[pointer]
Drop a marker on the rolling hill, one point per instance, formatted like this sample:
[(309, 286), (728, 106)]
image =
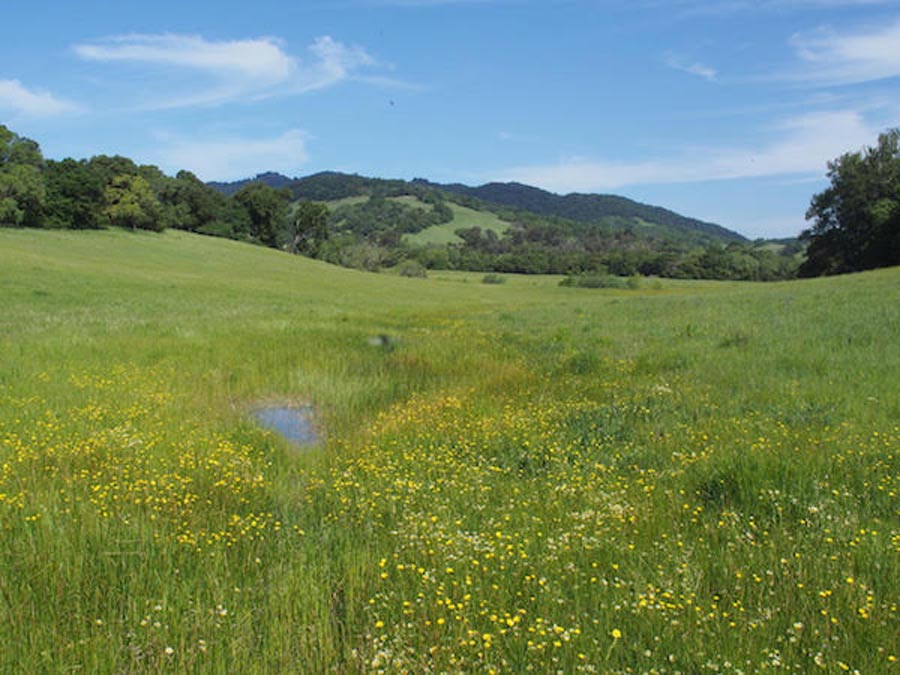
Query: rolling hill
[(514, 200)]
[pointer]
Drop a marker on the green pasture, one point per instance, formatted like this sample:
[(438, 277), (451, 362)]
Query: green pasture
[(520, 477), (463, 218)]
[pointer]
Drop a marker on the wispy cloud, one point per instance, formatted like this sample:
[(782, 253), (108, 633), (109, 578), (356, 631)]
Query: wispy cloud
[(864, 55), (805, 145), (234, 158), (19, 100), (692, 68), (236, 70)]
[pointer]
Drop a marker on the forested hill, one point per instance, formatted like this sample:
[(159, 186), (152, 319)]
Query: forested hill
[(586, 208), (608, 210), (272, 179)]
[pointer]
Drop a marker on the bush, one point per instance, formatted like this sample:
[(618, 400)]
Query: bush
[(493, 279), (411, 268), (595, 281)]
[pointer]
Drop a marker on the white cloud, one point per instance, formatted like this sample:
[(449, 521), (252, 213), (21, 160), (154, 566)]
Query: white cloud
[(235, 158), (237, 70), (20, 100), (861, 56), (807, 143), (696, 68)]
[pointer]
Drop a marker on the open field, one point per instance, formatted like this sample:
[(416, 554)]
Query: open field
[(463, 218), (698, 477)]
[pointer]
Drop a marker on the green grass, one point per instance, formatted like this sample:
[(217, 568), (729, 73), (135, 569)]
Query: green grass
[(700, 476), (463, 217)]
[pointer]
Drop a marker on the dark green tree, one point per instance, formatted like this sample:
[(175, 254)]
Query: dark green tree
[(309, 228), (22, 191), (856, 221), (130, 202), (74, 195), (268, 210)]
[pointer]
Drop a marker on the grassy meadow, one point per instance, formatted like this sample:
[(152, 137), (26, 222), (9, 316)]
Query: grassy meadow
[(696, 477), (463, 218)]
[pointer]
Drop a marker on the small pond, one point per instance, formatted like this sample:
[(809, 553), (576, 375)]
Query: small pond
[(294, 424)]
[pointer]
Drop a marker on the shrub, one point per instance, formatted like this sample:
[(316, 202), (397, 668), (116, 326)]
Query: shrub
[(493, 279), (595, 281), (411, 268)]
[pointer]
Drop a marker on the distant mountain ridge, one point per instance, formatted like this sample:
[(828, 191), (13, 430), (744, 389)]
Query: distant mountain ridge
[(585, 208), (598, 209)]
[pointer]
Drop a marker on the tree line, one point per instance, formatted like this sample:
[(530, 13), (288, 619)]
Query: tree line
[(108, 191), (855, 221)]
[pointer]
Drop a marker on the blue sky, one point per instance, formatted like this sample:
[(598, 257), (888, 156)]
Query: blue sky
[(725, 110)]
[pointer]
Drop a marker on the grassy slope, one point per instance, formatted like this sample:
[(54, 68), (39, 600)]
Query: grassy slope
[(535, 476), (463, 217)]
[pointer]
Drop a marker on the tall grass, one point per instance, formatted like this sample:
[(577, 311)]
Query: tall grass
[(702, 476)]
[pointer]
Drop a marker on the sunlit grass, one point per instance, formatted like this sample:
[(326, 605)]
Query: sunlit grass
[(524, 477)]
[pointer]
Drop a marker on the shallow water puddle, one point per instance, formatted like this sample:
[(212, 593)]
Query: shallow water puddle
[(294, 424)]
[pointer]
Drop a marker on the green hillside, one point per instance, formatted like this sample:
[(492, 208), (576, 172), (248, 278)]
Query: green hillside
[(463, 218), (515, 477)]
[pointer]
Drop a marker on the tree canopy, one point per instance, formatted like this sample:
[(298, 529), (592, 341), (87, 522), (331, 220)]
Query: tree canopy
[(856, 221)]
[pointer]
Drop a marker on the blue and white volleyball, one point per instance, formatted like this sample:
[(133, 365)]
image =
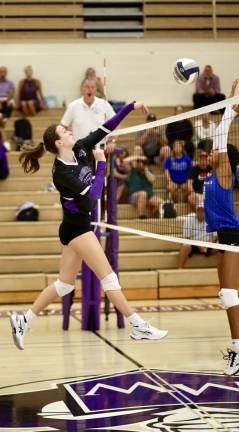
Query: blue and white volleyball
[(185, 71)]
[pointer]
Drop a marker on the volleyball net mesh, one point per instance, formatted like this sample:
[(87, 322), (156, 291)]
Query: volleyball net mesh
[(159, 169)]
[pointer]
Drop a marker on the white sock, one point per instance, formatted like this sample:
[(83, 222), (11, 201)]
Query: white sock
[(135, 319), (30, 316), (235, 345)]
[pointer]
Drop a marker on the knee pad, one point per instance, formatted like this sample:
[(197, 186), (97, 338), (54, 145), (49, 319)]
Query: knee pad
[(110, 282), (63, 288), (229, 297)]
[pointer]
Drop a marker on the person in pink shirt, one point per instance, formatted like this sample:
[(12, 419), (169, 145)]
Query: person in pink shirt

◆ **GOAL**
Transcribe the material exactly, keeping every word and none of the pictures.

◆ **RESULT FOR THIS EXERCISE**
[pointer]
Drop a marker on the rolling hill, one point per instance, formatted like this sample:
[(309, 286), (728, 106)]
image =
Query: rolling hill
[(514, 200)]
[pointer]
Drop a marker on the green pasture, one point per instance, formatted like this sample:
[(438, 277), (451, 362)]
Query: green pasture
[(520, 477), (463, 218)]
[pointer]
Drop a marker on the wispy cloud, one point per instance, formatted like this sample:
[(782, 253), (108, 633), (109, 578), (356, 631)]
Query: wispy cloud
[(864, 55), (805, 145), (234, 158), (19, 100), (692, 68), (236, 70)]
[pointer]
Drop a marker on the forested hill, one point per instance, formatted like this sample:
[(159, 186), (152, 319)]
Query: forested hill
[(586, 208), (608, 210), (272, 179)]
[pointer]
Drop a marker on the bush, one point per instance, formatted like this sample:
[(618, 400)]
Query: bush
[(493, 279), (411, 268), (595, 281)]
[pointer]
Drop a marker on the white cloud, one point per instance, formatted like this sample:
[(449, 521), (252, 213), (21, 160), (154, 566)]
Query: white cloud
[(235, 158), (237, 70), (20, 100), (861, 56), (807, 143), (696, 68)]
[pointer]
Drop a marker on the open field, one point per instance, formatted like this sample:
[(416, 554)]
Query: open field
[(463, 218), (698, 477)]
[pointer]
Drop a marker on the green grass, one point per instance, formatted like this sample:
[(217, 568), (729, 73), (135, 569)]
Query: green grass
[(700, 476), (463, 217)]
[pointer]
Drop a marker on the dark green tree, one point per instance, formatted like this sample:
[(175, 254)]
Query: dark green tree
[(309, 228), (22, 191), (856, 221), (130, 202), (74, 195), (268, 210)]
[pointer]
Drop a marker on the grassy meadow, one point per instance, formatted like this sample:
[(152, 137), (26, 222), (9, 316)]
Query: grassy meadow
[(696, 477), (463, 218)]
[pointer]
Drop a marker on the small pond, one point per instance, formatted like this sample:
[(809, 553), (576, 375)]
Query: small pond
[(294, 424)]
[pointer]
Drop a marker on the shrub, one point per instance, formatted like this sample:
[(316, 202), (397, 668), (116, 326)]
Query: shrub
[(493, 279), (595, 281), (411, 268)]
[pointer]
Drop a marker on the distant mountain ridge, one point per instance, formatted like this sample:
[(828, 191), (13, 430), (744, 389)]
Query: distant mountain ridge
[(585, 208), (598, 209)]
[pointer]
Drop a marker on the tree line, one point per instance, formatted like this sample:
[(530, 13), (288, 619)]
Query: tree line
[(108, 191), (855, 221)]
[pointer]
Drop a marker on the blue sky, one point per instance, formatted like this sample:
[(598, 257), (888, 156)]
Query: blue sky
[(725, 110)]
[pointer]
Drop a marker on the grassy slope, one point per instance, formatted like this sample:
[(54, 68), (39, 600)]
Query: grassy slope
[(535, 476), (463, 217)]
[pointer]
Drop a marker on the tall grass, one point per instance, formatted like this sample:
[(577, 311)]
Query: tall grass
[(702, 476)]
[pointer]
Drop a marker on the sunlit grass, one point per instance, formatted like this sample:
[(326, 605)]
Query: sunlit grass
[(524, 477)]
[pointer]
Drop a marker on the shallow water puddle, one point per instance, formatted like this sample:
[(212, 593)]
Query: shallow water puddle
[(294, 424)]
[pointer]
Drop a marker on the green hillside, one point per instance, formatted like this sample:
[(492, 208), (576, 172), (248, 278)]
Query: green hillside
[(463, 218), (515, 477)]
[pointer]
Drop a marker on the tree canopy, one point per instance, formatted like this sample:
[(298, 529), (592, 341), (87, 522), (331, 220)]
Query: tree canopy
[(856, 221)]
[pointer]
Drop a marker on the blue and white volleyball, one point per instance, formatted like this sample:
[(133, 365)]
image =
Query: blue and white volleyball
[(185, 71)]
[pointer]
Drop a marker on the volleyball net mesh, one point per instance, formatted like this sample:
[(87, 322), (156, 291)]
Query: volleyball net mesh
[(159, 169)]
[pointer]
Drop a marker on the white sock, one point per instance, formatted like this sample:
[(83, 222), (11, 201)]
Query: white sock
[(135, 319), (30, 316), (235, 345)]
[pointer]
Drop a marker on the knee pad, one point per instance, formatted like this sample:
[(197, 186), (97, 338), (54, 145), (49, 319)]
Query: knee pad
[(110, 282), (63, 288), (229, 297)]
[pointer]
Drop a marker on the person in pink shirt, one point per instance, formatted like this sample:
[(12, 419), (169, 145)]
Query: person in pink shirt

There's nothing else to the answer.